-- The request --
Transcribe the material below line for line, without changing anything.
--- Start Provided records ---
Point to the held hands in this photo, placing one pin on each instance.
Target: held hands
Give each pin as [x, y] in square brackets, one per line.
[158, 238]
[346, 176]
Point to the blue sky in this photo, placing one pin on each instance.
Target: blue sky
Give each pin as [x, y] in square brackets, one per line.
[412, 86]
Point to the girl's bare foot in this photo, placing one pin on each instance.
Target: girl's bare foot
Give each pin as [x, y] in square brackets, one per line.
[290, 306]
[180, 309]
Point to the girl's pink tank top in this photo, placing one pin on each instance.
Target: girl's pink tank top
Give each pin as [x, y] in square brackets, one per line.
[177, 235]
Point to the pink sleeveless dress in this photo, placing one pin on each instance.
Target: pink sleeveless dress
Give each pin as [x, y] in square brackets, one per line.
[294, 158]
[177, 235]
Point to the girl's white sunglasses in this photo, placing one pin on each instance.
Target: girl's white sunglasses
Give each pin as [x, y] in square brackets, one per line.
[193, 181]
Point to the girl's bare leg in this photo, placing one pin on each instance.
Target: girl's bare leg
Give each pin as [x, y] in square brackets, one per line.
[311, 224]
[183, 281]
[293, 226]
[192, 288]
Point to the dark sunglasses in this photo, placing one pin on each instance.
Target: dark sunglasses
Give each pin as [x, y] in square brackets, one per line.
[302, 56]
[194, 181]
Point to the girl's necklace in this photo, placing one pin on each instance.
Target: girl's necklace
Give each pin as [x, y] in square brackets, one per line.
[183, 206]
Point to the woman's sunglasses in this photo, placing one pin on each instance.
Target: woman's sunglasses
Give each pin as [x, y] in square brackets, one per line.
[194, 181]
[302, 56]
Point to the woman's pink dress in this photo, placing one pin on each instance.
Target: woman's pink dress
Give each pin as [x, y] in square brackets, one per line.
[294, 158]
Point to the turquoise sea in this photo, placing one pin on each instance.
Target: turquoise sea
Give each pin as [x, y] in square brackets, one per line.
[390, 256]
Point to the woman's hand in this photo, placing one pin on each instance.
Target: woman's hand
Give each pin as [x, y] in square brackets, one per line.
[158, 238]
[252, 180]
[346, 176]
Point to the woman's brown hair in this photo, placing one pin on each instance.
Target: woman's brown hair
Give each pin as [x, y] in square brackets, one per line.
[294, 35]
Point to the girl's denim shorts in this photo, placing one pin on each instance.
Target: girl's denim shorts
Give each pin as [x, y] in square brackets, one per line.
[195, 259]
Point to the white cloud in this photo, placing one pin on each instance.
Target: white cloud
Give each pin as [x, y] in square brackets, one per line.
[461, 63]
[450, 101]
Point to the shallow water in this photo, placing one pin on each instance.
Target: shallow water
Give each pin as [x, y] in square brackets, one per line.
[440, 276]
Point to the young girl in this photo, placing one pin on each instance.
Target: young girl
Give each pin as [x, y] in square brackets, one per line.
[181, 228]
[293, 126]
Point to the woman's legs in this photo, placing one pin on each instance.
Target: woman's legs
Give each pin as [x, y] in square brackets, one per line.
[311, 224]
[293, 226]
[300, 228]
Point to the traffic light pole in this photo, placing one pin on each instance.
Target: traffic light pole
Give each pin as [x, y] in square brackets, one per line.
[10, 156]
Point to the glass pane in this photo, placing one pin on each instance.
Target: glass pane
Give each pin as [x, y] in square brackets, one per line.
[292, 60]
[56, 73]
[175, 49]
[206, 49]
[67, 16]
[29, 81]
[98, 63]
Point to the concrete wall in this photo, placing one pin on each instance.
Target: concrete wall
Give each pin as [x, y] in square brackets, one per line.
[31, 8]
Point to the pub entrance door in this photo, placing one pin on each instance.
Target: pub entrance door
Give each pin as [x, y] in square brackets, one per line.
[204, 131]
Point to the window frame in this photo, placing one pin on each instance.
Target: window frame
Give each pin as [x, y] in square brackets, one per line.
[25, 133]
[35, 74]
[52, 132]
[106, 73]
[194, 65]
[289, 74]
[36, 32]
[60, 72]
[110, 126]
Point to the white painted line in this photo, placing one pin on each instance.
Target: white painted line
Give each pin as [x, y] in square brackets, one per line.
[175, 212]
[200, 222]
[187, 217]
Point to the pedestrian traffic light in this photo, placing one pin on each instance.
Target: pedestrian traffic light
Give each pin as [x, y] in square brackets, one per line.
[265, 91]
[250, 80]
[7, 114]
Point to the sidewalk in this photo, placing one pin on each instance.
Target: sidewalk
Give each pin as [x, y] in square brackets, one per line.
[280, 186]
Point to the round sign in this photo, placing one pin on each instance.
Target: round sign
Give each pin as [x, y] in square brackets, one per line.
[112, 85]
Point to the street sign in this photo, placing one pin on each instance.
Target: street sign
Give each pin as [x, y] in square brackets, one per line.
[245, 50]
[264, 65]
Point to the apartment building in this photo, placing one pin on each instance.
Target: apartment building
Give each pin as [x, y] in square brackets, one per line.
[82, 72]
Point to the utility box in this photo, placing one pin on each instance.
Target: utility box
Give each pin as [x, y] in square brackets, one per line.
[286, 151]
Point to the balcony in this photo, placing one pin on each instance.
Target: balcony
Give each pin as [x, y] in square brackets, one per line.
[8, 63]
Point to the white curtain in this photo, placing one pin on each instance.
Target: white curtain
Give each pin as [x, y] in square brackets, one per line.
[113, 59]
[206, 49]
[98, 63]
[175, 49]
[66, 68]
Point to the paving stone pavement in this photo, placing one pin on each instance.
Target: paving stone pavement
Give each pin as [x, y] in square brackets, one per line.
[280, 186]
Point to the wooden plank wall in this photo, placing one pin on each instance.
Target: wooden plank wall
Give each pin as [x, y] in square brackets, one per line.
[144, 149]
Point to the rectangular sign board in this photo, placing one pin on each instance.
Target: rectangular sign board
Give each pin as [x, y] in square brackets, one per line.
--- End Provided records ---
-- Response for this exercise --
Point to the held hands in this photo, placing one pin on each instance.
Target: held hands
Give each pin as [x, y] in square brackets, one per line.
[158, 238]
[346, 176]
Point to the blue sky in this photo, placing one pin on each instance.
Target: blue sky
Give each pin as [x, y] in square brackets, one per line.
[412, 86]
Point to the girl's bare foot in this photo, placing one pin on each instance.
Target: girl's bare foot
Give each pin as [x, y] in square brackets, one per line.
[290, 306]
[180, 309]
Point to the girl's pink tank top in this photo, placing one pin on each instance.
Target: girl's pink tank top
Give each pin as [x, y] in square brackets, one per line.
[177, 235]
Point to the pink sleeveless dress in this photo, placing one pin on each instance.
Target: pink sleeveless dress
Give each pin as [x, y] in square brackets, one per line.
[294, 158]
[177, 235]
Point to the girl's white sunglasses in this photo, placing one pin on each instance.
Target: girl's white sunglasses
Give each pin as [x, y] in square brackets, one per line.
[193, 181]
Point to the girl's bare leg in this photo, placing one pin on each instance.
Target: girl's bare leg
Give each pin as [x, y] in square brackets, one per line.
[311, 224]
[183, 281]
[293, 226]
[192, 288]
Point to the dark sunglasses in this photo, placing one pin on each instance.
Target: dark sunglasses
Give each pin as [x, y] in square brackets, one per line.
[302, 56]
[194, 181]
Point to the girl's necklace in this photo, placing one pin on each instance.
Target: girl's necklace
Give each pin as [x, y] in square brackets, one per line.
[183, 206]
Point to the woman's sunglasses in this photo, placing one pin on each instance.
Target: woman's sunglasses
Give each pin as [x, y] in square brackets, one per line.
[194, 181]
[302, 56]
Point to the woman's pink dress in this photo, placing one pin on each instance.
Target: woman's pink dress
Give each pin as [x, y] in square brackets, one per line.
[294, 158]
Point to the turquoise sea in this photo, placing one pin on each instance.
Target: turquoise sea
Give each pin as [x, y] in square brackets, one per line.
[390, 256]
Point to the woman's hand in this photo, placing one pin on each instance.
Target: woman's hand
Give each pin as [x, y] in square brackets, one per line.
[158, 238]
[252, 180]
[346, 176]
Point to the woman's brown hair in this photo, placing one pin on each instance.
Target: woman's brown hair
Give each pin as [x, y] in square brackets, one per line.
[294, 35]
Point to the girl's denim shorts in this photo, placing one pin on each instance.
Target: girl's denim shorts
Give each pin as [x, y] in square brackets, one per line.
[195, 259]
Point to the white cloud in this photo, placing one pin on each instance.
Target: white cloud
Give each pin as [x, y] in square brackets, one per line.
[461, 63]
[450, 101]
Point to the shallow water in this photo, placing one pin on each instance.
Target: shallow water
Give each pin as [x, y] in square brackets, one per line.
[440, 276]
Point to the young girl in this photo, placing one pin on each instance.
Target: young girl
Give each pin as [x, y] in square brackets, one per line.
[181, 228]
[293, 126]
Point to the woman's legs in this photo, placing one pin on each instance.
Target: woman's legs
Give each pin as [x, y] in square brackets, one per line.
[311, 224]
[293, 226]
[300, 228]
Point to the traffic light pole in this photo, placing one pin on each instance.
Target: traffic light pole
Give each pin as [x, y] in square brackets, one per line.
[10, 156]
Point to the glass pane in this photo, placing one pin on each instance.
Target: glass pane
Give each pin as [x, y] in square brackets, one per line.
[292, 60]
[56, 73]
[175, 49]
[206, 49]
[67, 16]
[29, 81]
[98, 63]
Point to the concrete wall in this photo, placing one pin on each instance.
Target: concrete wall
Give each pin as [x, y] in square brackets, one per line.
[31, 8]
Point to the pub entrance door in this photo, placing one pin on each instance.
Target: pub entrance door
Give each pin as [x, y] in square brackets, one per line.
[204, 131]
Point to the window frame in this photo, placing one pin on each instance.
Target: window frame
Give each pin as [x, y] in square brackets, one per line.
[25, 133]
[35, 74]
[52, 132]
[106, 73]
[194, 65]
[289, 74]
[36, 32]
[60, 72]
[110, 126]
Point to the white painted line in this photo, placing one pin on each instance.
Target: white painted line
Give each pin as [x, y] in square brackets, one per line.
[175, 212]
[200, 222]
[187, 217]
Point to the pedestrian traffic light in this photo, placing one pin on each instance.
Target: pedestrian traffic light
Give each pin as [x, y] in square brackets, one per line.
[265, 91]
[250, 80]
[7, 114]
Point to the sidewalk in this photo, placing one pin on each instance.
Target: sidewalk
Give each pin as [x, y] in square brackets, one per line.
[280, 186]
Point to the round sign in this photo, placing one pin on each instance.
Target: round sign
Give each pin as [x, y] in square brackets, one per line.
[112, 85]
Point to the street sign in this photo, placing one pin on each instance.
Target: street sign
Give each pin as [x, y] in square brackets, one per line.
[245, 50]
[264, 65]
Point to the apartment building in this photo, placing one pin on each instance.
Target: apartment building
Give each pin as [x, y] in square brackets, one per line.
[82, 72]
Point to the utility box in this photo, placing one pin on each instance.
Target: utility box
Give each pin as [x, y] in square brackets, one per line.
[286, 151]
Point to the balcony in this photo, placing one pin on each instance.
Target: balcony
Give each pin as [x, y] in square brackets, one per line.
[8, 63]
Point to the white curtain in this photo, placing one pin on each instance.
Target: white curtain
Give each pin as [x, y] in square brackets, one per line.
[113, 59]
[206, 49]
[98, 63]
[175, 49]
[66, 68]
Point to the paving stone pavement in this photo, placing one pin on each instance.
Target: paving stone pavement
Give each pin as [x, y] in square brackets, one per line.
[280, 186]
Point to the wooden plank wall in this photo, placing one pin on each instance.
Target: wooden plank wall
Give each pin as [x, y] in square brackets, one per line.
[144, 149]
Point to the rectangular sign board in this photo, placing one pin on each instance.
Target: rectangular sign board
Give each pin as [x, y] in square brackets, one per line.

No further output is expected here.